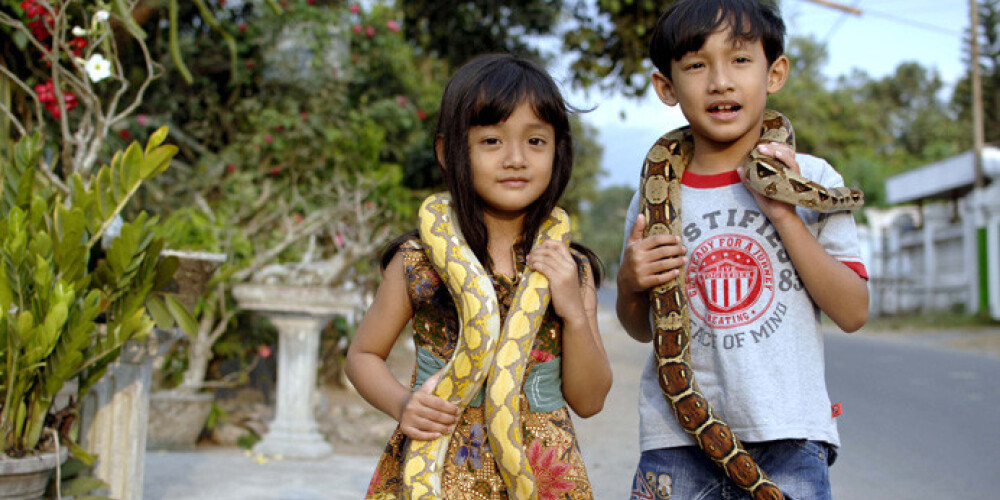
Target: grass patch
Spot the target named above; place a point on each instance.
(933, 321)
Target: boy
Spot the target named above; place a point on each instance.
(757, 353)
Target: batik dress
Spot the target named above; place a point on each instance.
(469, 471)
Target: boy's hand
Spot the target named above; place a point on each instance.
(426, 416)
(775, 211)
(649, 262)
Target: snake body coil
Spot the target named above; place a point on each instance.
(660, 190)
(482, 349)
---------------
▶ **WHAT THIS TASK INVOLVES**: Convert the listing above into a two-column CSV with the headers text and answer. Give one row for each "Target:" line: put that line and the instruction under it in text and the points that follow in answer, quote every field, replace line breaks with spaces, and leave the picture markers out.

▶ **TASK SOLUTION**:
text,answer
"Target: grass patch Spot the target named above; place a point on each instance.","(933, 321)"
"Target: boy Spot the target named above; place a point on each instance.","(757, 353)"
"Target: batik dress Spot the target named above; place a point on each instance.","(469, 471)"
"Target: boy's hand Spot the target named above; place a point on each instance.","(426, 416) (775, 211) (649, 262)"
"Target: snake body coil Spot the target named above; place a point on each instance.","(660, 190) (482, 349)"